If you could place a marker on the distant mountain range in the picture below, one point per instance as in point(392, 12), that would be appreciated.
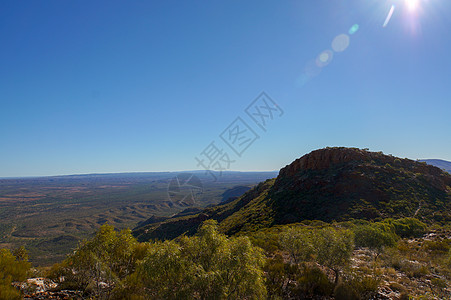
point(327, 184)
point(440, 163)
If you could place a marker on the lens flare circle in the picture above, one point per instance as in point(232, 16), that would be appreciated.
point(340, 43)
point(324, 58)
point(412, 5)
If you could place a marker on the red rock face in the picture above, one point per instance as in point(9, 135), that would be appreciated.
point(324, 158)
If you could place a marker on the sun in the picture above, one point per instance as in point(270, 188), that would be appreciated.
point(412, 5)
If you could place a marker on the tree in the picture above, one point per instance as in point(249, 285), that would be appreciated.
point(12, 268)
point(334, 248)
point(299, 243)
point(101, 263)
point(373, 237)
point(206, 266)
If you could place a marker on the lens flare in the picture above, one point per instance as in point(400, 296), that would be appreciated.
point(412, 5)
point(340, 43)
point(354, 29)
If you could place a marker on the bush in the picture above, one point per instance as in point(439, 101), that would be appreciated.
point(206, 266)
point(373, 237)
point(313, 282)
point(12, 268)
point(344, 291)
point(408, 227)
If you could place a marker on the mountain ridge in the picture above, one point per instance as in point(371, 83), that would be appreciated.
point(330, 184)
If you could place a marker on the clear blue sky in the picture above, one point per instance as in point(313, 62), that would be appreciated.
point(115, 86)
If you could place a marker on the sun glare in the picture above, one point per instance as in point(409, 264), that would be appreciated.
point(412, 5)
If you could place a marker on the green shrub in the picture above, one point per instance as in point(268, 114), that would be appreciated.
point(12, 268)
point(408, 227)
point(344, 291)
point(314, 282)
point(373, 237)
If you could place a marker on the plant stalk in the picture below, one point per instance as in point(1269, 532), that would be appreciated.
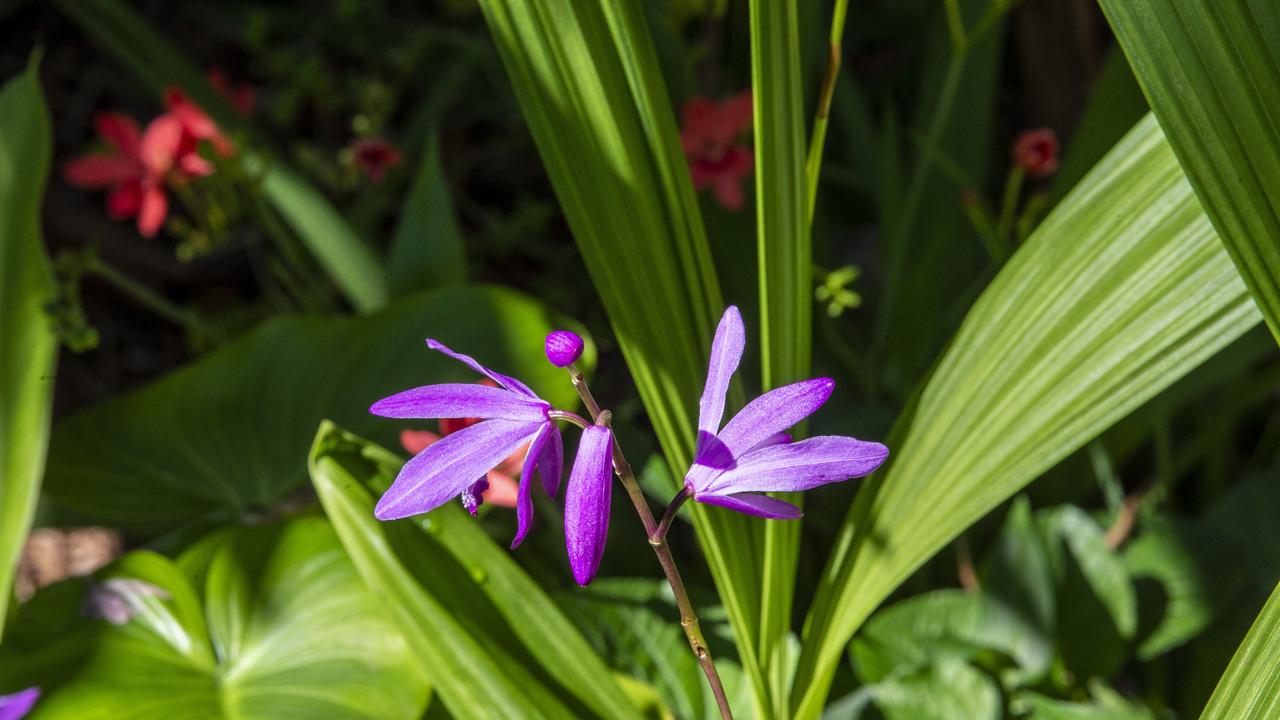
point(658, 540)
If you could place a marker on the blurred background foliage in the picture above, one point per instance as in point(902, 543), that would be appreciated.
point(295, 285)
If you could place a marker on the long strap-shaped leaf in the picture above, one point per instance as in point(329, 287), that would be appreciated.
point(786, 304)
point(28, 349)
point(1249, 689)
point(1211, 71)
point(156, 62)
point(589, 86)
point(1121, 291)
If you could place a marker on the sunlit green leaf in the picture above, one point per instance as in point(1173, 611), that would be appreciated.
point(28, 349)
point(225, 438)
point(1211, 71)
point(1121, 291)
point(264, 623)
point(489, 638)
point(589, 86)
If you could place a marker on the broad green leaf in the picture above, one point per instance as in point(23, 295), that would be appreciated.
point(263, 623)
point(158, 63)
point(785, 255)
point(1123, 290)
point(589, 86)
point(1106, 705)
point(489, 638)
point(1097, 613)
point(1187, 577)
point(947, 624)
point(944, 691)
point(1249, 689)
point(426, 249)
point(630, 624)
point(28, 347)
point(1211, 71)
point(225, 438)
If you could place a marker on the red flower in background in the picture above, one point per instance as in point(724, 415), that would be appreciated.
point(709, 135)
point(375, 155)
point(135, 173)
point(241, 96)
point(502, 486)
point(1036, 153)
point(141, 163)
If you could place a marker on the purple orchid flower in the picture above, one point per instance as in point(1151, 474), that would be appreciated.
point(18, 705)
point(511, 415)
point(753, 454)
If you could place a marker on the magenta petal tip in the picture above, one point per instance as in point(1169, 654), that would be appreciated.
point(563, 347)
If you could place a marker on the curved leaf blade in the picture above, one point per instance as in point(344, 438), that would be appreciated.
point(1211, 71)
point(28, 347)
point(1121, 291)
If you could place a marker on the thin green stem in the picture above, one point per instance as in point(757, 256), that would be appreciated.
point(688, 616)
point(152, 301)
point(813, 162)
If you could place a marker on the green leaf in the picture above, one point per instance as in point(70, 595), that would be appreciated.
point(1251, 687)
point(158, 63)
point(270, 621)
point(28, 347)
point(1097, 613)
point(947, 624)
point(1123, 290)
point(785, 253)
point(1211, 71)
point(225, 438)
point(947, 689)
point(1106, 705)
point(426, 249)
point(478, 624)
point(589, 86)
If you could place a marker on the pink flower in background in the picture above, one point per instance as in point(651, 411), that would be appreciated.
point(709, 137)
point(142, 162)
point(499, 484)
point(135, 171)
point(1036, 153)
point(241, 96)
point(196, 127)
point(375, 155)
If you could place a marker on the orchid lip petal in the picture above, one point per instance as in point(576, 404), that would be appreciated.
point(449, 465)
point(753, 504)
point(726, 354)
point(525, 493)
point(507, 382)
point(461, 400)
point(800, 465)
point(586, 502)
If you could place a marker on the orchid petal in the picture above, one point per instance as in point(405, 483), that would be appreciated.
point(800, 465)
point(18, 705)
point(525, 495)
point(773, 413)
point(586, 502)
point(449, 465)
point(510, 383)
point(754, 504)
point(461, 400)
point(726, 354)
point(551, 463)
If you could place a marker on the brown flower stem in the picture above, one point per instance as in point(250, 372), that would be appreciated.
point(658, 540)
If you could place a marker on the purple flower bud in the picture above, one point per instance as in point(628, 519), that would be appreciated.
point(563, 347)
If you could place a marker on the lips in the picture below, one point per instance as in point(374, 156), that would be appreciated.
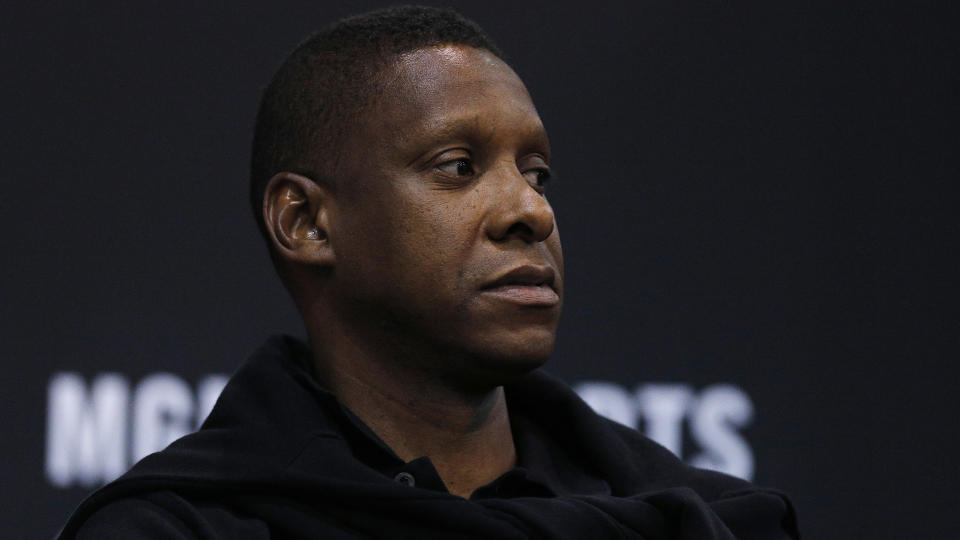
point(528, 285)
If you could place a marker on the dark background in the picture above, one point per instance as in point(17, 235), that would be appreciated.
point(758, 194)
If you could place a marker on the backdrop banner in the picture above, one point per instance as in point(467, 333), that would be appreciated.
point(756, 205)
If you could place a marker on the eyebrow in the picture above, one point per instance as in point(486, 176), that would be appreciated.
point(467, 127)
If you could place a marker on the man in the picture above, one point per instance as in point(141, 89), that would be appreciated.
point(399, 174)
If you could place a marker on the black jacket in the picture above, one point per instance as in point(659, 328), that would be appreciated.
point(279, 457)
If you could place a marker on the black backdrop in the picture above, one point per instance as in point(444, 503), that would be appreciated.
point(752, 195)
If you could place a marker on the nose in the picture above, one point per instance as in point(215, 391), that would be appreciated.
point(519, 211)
● ● ●
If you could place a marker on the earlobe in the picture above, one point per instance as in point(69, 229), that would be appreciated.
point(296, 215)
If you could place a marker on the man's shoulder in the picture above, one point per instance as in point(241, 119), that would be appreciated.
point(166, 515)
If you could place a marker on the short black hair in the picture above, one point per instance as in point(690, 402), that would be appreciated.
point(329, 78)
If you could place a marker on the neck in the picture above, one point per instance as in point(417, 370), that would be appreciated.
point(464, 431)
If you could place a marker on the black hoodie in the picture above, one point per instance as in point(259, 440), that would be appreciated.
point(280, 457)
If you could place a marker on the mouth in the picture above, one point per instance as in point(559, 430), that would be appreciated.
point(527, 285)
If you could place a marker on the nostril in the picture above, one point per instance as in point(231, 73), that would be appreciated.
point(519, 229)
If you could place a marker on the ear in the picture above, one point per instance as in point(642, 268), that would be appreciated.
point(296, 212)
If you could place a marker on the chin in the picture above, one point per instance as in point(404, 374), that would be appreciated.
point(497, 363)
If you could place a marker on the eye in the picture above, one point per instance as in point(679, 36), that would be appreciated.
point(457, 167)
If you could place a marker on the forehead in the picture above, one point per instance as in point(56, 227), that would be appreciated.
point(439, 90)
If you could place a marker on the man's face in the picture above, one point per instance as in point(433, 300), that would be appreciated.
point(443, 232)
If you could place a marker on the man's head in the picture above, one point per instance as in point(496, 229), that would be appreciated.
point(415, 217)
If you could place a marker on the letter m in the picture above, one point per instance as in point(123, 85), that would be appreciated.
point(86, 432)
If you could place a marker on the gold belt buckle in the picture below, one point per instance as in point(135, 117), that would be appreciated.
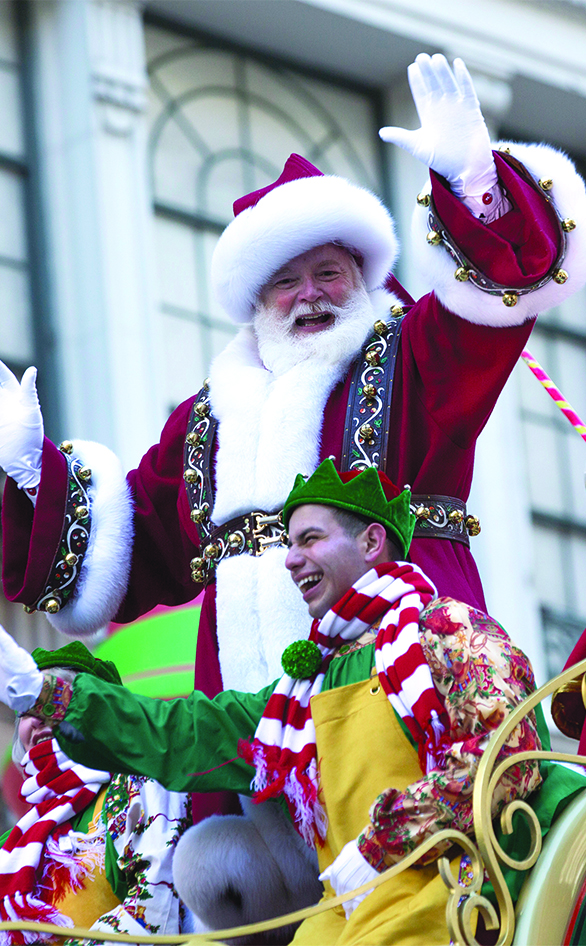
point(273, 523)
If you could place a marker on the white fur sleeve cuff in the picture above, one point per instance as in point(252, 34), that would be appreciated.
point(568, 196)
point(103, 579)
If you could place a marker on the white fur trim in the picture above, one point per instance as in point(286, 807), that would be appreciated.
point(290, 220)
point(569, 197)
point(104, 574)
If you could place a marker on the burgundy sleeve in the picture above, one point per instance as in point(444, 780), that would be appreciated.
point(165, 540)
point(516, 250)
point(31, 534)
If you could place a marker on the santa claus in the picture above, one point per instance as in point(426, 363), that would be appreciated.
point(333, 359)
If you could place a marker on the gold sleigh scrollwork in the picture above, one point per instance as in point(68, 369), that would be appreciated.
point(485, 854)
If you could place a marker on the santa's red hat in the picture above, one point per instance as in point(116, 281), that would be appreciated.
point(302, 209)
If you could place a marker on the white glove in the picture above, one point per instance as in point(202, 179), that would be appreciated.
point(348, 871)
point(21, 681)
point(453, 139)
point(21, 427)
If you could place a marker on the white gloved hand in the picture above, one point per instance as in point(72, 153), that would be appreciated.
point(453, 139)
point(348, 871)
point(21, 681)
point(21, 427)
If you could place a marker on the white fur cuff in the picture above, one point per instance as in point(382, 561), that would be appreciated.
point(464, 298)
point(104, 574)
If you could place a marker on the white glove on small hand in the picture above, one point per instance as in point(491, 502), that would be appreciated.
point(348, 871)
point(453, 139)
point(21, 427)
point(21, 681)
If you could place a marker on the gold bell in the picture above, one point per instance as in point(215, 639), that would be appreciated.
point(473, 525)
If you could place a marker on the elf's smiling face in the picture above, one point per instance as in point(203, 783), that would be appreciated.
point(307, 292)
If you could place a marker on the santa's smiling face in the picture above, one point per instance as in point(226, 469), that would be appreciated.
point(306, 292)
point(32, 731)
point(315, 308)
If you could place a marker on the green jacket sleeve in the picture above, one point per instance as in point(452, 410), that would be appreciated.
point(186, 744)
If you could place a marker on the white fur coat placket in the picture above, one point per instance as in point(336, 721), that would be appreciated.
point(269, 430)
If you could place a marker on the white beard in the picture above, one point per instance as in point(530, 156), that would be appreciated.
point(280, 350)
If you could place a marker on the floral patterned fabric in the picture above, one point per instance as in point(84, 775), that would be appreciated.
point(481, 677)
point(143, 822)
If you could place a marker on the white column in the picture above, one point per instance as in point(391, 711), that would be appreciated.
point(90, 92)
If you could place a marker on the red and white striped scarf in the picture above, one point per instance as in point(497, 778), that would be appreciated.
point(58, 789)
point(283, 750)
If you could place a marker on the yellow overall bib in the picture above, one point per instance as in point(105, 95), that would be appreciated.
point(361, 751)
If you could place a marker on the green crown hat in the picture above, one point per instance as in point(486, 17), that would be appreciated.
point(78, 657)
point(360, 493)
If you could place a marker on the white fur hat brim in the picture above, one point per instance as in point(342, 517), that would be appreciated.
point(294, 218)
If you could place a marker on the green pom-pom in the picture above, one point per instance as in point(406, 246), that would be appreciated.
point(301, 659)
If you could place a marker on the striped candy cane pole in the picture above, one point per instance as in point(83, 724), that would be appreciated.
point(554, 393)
● ● ●
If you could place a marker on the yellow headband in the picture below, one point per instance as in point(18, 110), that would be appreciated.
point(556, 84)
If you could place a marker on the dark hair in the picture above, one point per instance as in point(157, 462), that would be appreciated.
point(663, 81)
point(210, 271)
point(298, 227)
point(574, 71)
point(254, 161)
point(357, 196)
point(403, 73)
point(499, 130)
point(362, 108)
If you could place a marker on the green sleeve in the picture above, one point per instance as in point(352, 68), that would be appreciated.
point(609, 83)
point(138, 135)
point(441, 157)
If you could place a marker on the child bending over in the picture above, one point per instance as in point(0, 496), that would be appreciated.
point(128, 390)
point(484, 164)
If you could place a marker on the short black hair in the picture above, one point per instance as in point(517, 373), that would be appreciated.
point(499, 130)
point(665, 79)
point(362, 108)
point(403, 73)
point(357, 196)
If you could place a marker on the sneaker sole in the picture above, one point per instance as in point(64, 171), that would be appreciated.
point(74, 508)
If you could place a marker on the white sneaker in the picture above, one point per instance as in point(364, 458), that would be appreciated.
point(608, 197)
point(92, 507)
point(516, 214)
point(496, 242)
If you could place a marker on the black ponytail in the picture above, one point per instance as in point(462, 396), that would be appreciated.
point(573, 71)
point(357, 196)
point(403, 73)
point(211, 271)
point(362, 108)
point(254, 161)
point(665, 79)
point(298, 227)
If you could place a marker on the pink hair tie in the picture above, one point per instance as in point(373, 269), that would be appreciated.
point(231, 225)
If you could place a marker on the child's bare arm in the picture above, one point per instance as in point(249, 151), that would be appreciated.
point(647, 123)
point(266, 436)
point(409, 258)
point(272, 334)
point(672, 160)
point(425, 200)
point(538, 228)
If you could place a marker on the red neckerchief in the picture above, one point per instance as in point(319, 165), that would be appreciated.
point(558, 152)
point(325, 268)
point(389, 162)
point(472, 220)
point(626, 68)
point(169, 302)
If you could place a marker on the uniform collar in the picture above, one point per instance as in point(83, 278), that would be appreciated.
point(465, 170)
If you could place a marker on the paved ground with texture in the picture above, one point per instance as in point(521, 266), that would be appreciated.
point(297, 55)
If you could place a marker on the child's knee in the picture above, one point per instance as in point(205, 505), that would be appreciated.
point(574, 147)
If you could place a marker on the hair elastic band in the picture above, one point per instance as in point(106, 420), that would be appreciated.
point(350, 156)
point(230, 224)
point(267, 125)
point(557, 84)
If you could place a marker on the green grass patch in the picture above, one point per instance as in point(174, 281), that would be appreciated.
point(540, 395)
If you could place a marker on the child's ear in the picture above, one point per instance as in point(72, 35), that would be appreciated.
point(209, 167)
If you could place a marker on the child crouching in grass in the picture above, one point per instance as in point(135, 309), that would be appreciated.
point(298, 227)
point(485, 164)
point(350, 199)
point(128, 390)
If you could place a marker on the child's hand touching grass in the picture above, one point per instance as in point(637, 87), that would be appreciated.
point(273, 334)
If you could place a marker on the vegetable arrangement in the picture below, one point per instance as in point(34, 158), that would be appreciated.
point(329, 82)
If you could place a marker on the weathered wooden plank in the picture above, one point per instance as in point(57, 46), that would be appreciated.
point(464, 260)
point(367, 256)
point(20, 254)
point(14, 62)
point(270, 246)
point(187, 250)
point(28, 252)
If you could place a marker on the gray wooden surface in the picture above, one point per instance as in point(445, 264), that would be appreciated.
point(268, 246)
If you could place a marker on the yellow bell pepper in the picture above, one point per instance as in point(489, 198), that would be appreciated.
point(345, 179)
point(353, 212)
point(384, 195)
● ● ●
Present the records from the line with "If you could place a marker on the pink flower" up to and including the line with "point(467, 127)" as a Markdown table whose columns are headed Row and Entry, numbering each line and leaving out blank lines. Omit the pictures from your answer.

| Row | Entry |
|---|---|
| 1 | If you could place a marker on the pink flower in background in the picture above, one point per instance as in point(651, 411), that would be appreciated. |
| 2 | point(709, 137) |
| 3 | point(142, 162) |
| 4 | point(499, 484) |
| 5 | point(135, 171) |
| 6 | point(1036, 153) |
| 7 | point(241, 96) |
| 8 | point(196, 127) |
| 9 | point(375, 155) |
| 10 | If you could place a marker on the orchid lip petal in the picture above, one point per instance as in point(576, 404), that would be appreciated. |
| 11 | point(449, 465) |
| 12 | point(753, 504) |
| 13 | point(726, 354) |
| 14 | point(525, 493) |
| 15 | point(507, 382) |
| 16 | point(461, 400) |
| 17 | point(800, 465) |
| 18 | point(586, 502) |
| 19 | If you could place a marker on the orchid petal in the picture above, one point per instance as in point(405, 483), that would be appreciated. |
| 20 | point(800, 465) |
| 21 | point(18, 705) |
| 22 | point(525, 495) |
| 23 | point(773, 413) |
| 24 | point(586, 502) |
| 25 | point(449, 465) |
| 26 | point(510, 383) |
| 27 | point(754, 504) |
| 28 | point(461, 400) |
| 29 | point(726, 354) |
| 30 | point(551, 463) |
| 31 | If you could place a marker on the brown flower stem in the picture above, one point per instance as in point(250, 372), that would be appreciated. |
| 32 | point(658, 540) |
| 33 | If you could place a marker on the purple flower bud in the picture above, one point per instance as in point(628, 519), that would be appreciated. |
| 34 | point(563, 347) |
| 35 | If you could place a marker on the lips in the picture below, one point per instance as in point(374, 156), that would be appreciated. |
| 36 | point(528, 285) |
| 37 | If you could place a marker on the dark background in the picture above, one point per instance as in point(17, 235), that would be appreciated. |
| 38 | point(758, 194) |
| 39 | If you could place a marker on the backdrop banner in the picture above, one point per instance as in point(467, 333), that would be appreciated. |
| 40 | point(756, 205) |
| 41 | If you could place a marker on the eyebrow in the picture above, one point per instance as in point(486, 176), that would be appreciated. |
| 42 | point(467, 127) |